### To do
Rename "white plastic bag" as "shopping bag" in the lines from the first one through the line containing "POLYGON ((553 600, 559", and write those lines out again with nothing else changed.
──────── Input for this task
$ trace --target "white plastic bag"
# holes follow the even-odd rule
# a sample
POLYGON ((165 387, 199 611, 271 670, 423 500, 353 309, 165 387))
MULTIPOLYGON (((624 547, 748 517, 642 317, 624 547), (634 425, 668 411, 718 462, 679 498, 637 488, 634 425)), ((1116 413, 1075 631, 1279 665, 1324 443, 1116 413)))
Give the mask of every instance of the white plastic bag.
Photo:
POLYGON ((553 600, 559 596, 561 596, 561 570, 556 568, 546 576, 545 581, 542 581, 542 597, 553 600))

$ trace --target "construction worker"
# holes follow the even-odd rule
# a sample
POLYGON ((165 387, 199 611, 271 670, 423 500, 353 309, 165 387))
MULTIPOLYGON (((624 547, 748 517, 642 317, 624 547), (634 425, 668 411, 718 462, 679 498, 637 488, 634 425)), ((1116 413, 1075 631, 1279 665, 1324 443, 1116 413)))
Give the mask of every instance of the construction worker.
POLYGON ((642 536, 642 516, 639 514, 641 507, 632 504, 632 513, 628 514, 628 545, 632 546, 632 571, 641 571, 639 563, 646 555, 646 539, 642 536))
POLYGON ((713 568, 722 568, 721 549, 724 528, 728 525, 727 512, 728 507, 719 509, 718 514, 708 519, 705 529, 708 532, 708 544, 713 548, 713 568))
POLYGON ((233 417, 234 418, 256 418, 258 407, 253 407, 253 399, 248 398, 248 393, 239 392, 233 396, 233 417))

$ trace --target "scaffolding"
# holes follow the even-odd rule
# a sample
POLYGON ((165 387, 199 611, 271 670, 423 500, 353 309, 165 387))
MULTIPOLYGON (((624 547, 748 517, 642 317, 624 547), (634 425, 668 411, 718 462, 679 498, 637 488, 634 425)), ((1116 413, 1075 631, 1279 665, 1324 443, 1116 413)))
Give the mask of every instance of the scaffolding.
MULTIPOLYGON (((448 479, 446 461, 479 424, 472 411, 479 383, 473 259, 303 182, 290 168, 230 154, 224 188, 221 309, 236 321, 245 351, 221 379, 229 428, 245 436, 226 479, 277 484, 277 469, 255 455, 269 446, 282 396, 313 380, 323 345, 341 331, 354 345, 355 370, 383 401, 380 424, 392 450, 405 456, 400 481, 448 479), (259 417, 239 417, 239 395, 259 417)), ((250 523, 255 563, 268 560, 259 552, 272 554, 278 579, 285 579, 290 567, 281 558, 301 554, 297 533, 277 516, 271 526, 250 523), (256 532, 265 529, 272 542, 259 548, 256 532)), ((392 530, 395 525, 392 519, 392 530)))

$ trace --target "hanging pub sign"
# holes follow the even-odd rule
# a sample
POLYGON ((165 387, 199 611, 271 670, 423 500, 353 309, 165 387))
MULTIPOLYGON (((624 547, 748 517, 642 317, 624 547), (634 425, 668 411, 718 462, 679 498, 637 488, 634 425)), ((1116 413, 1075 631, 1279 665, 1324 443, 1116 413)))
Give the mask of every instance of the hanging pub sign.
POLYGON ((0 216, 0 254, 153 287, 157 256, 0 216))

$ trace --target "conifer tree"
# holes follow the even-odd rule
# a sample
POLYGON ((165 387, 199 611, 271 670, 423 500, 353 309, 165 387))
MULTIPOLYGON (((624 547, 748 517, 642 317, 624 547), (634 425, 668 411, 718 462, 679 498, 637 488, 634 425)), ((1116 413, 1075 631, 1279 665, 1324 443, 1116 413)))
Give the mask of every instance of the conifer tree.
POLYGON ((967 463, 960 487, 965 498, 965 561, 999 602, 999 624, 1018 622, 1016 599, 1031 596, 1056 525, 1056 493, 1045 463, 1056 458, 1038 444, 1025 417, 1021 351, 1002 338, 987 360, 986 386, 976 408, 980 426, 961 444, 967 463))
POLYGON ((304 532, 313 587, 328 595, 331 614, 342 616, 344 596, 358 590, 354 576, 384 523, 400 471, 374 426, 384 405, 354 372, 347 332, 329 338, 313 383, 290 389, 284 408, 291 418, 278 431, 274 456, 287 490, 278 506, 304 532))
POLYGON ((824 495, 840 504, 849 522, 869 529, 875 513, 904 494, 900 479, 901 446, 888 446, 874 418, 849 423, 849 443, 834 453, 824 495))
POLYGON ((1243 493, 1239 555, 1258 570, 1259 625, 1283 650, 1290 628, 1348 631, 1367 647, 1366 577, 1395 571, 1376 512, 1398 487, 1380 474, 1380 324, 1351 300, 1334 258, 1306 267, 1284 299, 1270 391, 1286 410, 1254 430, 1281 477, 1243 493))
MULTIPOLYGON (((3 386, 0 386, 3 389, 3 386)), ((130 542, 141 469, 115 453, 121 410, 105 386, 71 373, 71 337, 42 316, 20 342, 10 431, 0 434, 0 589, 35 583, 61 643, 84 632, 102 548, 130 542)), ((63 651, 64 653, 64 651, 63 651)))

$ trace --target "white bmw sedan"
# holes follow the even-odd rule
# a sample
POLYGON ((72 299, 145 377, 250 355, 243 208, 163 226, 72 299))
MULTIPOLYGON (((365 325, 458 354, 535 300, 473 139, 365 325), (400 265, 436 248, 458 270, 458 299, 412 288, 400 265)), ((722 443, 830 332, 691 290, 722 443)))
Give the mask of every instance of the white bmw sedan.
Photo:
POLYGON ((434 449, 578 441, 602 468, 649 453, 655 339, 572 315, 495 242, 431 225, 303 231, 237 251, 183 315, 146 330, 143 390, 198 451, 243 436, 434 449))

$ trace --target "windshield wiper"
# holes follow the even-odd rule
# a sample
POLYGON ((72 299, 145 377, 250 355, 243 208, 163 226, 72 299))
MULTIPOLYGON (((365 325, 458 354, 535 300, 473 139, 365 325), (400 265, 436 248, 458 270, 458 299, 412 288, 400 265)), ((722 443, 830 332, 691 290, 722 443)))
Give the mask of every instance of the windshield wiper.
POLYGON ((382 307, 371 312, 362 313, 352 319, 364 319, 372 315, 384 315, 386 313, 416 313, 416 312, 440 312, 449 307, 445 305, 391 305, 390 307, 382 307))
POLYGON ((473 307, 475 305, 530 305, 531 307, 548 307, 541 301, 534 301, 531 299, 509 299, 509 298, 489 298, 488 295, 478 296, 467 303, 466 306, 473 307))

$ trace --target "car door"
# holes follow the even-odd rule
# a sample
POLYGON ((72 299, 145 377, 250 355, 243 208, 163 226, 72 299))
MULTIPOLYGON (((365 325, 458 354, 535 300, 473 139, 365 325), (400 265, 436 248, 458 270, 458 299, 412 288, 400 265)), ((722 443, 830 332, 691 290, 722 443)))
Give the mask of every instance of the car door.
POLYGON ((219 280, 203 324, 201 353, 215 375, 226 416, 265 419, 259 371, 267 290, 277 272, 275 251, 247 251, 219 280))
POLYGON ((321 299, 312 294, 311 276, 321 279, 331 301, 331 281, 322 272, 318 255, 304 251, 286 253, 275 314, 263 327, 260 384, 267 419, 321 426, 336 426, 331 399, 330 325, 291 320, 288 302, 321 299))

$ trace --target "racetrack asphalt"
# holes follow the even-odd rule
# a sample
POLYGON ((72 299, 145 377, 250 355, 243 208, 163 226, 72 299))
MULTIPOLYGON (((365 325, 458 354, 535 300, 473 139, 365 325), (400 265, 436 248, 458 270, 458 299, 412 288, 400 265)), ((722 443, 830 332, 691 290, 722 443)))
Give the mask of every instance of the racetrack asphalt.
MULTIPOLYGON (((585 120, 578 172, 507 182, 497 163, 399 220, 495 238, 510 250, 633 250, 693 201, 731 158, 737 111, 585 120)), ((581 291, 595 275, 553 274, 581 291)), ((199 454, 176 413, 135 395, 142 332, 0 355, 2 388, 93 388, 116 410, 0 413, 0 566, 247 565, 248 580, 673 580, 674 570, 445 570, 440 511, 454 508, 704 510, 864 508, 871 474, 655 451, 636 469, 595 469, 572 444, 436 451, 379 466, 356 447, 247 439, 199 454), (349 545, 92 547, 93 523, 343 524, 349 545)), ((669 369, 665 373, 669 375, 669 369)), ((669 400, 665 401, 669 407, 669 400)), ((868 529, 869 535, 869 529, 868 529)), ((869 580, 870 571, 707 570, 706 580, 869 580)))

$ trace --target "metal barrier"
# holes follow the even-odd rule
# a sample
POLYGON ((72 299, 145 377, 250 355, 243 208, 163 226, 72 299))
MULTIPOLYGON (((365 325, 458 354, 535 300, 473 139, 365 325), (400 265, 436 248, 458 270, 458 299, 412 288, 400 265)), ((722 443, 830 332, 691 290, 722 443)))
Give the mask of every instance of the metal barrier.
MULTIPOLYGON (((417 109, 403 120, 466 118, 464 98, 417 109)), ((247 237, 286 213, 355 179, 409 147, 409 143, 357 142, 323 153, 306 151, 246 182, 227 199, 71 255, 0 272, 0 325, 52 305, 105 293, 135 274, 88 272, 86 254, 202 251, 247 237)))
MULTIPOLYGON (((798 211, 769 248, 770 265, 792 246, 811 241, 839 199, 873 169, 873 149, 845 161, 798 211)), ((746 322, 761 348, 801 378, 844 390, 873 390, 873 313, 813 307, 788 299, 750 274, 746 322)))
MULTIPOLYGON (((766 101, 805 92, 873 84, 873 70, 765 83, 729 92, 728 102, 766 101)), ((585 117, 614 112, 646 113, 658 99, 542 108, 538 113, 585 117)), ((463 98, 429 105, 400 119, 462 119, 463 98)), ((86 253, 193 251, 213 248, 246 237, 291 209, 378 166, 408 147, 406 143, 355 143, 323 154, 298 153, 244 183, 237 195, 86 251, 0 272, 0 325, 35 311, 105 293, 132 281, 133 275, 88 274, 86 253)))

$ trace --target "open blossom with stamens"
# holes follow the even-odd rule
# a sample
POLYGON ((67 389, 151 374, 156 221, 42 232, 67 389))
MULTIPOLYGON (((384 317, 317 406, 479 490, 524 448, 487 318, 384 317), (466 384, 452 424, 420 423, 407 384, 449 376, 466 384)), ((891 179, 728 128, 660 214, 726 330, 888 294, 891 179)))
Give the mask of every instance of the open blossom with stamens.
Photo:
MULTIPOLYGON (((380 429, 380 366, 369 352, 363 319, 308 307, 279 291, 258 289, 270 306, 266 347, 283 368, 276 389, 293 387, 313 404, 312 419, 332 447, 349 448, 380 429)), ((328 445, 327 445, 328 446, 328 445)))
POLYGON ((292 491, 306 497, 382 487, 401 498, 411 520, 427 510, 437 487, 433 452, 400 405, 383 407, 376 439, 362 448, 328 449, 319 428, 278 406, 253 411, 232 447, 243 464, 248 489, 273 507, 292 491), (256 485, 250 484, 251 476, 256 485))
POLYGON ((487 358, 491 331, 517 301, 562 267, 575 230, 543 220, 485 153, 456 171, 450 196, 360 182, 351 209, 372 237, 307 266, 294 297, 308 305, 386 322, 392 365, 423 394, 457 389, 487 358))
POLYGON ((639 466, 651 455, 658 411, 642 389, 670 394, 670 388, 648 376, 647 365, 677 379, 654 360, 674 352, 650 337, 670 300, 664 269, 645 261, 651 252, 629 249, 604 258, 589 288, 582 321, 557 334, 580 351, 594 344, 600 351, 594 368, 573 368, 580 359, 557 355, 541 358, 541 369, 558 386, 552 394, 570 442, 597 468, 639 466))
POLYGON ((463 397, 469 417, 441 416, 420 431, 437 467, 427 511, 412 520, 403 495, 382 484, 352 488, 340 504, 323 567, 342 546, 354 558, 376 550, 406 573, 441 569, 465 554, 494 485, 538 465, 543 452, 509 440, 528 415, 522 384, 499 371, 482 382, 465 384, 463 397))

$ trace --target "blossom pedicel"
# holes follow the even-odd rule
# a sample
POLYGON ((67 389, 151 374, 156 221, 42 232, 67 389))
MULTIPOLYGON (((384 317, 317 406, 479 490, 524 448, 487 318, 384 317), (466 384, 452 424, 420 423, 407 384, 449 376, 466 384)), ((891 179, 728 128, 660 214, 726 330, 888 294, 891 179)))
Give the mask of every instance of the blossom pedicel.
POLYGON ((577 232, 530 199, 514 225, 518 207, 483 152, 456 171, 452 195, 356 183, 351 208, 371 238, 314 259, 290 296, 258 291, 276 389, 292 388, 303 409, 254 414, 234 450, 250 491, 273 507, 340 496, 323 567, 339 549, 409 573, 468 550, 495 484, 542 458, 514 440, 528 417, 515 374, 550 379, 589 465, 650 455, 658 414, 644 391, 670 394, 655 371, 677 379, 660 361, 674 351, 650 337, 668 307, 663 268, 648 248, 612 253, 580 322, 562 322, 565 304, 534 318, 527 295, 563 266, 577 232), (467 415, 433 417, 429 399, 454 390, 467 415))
────────────────
### Answer to this exercise
$ trace --target "shopping bag"
# holes follow the even-odd rule
# a sample
POLYGON ((165 387, 199 611, 271 670, 423 500, 353 309, 165 387))
MULTIPOLYGON (((624 547, 748 517, 642 317, 624 547), (634 425, 668 411, 718 462, 679 498, 637 488, 634 425)), ((1116 413, 1075 631, 1279 665, 1324 443, 1116 413)))
Give the mask of every instance of the shopping bag.
Photo:
POLYGON ((553 600, 559 596, 561 596, 561 570, 556 568, 546 576, 545 581, 542 581, 542 597, 553 600))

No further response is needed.